▶ **EXERCISE PROMPT**: Edit the lines below so that "trace" becomes "segment" everywhere, and leave everything else as it is.

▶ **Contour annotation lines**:
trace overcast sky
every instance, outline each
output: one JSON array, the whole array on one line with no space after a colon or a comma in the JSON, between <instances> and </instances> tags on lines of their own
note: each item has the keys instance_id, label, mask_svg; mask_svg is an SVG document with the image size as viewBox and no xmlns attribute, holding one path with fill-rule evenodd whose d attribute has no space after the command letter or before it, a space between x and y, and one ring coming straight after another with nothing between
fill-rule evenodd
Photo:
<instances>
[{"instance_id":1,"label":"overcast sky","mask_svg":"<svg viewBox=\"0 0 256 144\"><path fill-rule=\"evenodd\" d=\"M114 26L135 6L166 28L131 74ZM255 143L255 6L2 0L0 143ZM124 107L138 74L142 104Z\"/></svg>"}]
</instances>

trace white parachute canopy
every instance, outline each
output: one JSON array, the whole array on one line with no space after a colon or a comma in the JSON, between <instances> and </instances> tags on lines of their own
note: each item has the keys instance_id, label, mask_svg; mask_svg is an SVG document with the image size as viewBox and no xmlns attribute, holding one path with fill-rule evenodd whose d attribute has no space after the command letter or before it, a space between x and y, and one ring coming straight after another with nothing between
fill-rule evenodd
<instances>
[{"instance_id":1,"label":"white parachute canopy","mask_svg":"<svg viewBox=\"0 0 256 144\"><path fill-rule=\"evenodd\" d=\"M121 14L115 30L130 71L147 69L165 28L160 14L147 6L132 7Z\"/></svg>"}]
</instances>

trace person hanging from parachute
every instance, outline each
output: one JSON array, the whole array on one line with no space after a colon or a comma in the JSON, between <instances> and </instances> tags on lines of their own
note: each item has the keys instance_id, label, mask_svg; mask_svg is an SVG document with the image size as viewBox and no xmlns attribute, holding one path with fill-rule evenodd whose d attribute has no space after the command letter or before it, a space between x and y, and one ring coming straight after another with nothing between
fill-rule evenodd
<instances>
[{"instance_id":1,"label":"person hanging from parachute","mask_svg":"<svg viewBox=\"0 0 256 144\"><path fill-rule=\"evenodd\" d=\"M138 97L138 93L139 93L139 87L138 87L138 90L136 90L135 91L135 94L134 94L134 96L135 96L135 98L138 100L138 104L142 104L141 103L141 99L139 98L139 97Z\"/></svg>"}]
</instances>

▶ **RESULT OF THIS TASK**:
segment overcast sky
every instance, outline each
output: one JSON array, the whole array on one line with no space after a colon or a comma in the JSON, between <instances> and </instances> tags on lines of their own
note: each item has the keys instance_id, label, mask_svg; mask_svg is an SVG document with the image size as viewBox and no xmlns attribute, holding one path with fill-rule evenodd whose d attribute has no space after the command letter or before it, a space between x and y, and one ring coming straight after another with nothing between
fill-rule evenodd
Photo:
<instances>
[{"instance_id":1,"label":"overcast sky","mask_svg":"<svg viewBox=\"0 0 256 144\"><path fill-rule=\"evenodd\" d=\"M114 26L135 6L166 28L131 74ZM255 143L255 6L2 0L0 143ZM124 107L138 74L142 104Z\"/></svg>"}]
</instances>

segment white parachute canopy
every instance, outline each
output: one JSON array, the whole array on one line with no space after a colon or a comma in the JSON, between <instances> and </instances> tags on lines of their own
note: each item has the keys instance_id, label, mask_svg; mask_svg is an SVG document with the image size as viewBox and no xmlns attribute, holding one path with fill-rule evenodd whose d attribute has no space after the command letter or before it, a space between x and y, and one ring coming straight after another with nothing between
fill-rule evenodd
<instances>
[{"instance_id":1,"label":"white parachute canopy","mask_svg":"<svg viewBox=\"0 0 256 144\"><path fill-rule=\"evenodd\" d=\"M121 14L115 30L130 71L147 69L165 28L160 14L147 6L132 7Z\"/></svg>"}]
</instances>

segment person hanging from parachute
every instance, outline each
output: one JSON array, the whole array on one line with no space after a colon or a comma in the JSON, between <instances> and </instances> tags on lines of their own
note: each item has the keys instance_id, label, mask_svg; mask_svg is an SVG document with the image size as viewBox and no xmlns attribute, holding one path with fill-rule evenodd whose d attribute has no space after the command letter or before it, a space between x and y, and one ring coming straight after another with nothing between
fill-rule evenodd
<instances>
[{"instance_id":1,"label":"person hanging from parachute","mask_svg":"<svg viewBox=\"0 0 256 144\"><path fill-rule=\"evenodd\" d=\"M138 97L138 93L139 93L139 87L138 87L138 90L136 90L135 91L135 94L134 94L134 96L135 96L135 98L138 100L138 104L142 104L141 103L141 99L139 98L139 97Z\"/></svg>"}]
</instances>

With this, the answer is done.